» **How to complete this task**: Retype, word for word, only the lines from the one with "positive clicks: (152, 285) (159, 283)" through the last line of the data below.

» **Given data**:

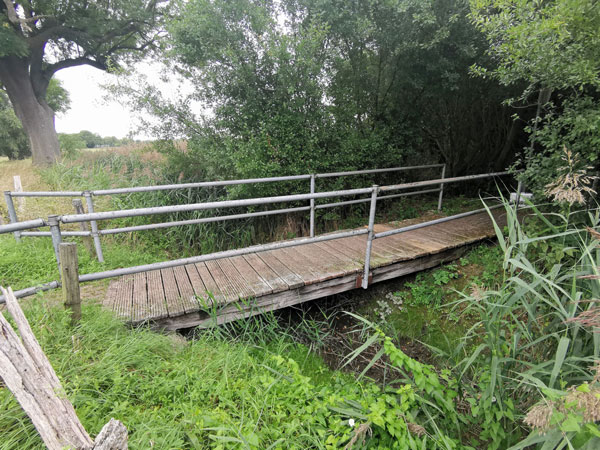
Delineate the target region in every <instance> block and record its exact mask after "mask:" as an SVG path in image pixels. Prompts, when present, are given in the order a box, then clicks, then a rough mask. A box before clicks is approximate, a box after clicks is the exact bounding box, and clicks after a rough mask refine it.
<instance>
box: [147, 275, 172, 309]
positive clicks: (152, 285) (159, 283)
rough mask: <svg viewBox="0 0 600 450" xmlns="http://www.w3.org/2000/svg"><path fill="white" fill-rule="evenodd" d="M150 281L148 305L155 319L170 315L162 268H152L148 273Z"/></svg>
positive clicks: (148, 278) (149, 282)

» **Answer space**:
positive clicks: (152, 285) (159, 283)
rough mask: <svg viewBox="0 0 600 450" xmlns="http://www.w3.org/2000/svg"><path fill="white" fill-rule="evenodd" d="M150 281L148 305L155 319L170 315L162 268H152L148 273Z"/></svg>
positive clicks: (148, 278) (149, 282)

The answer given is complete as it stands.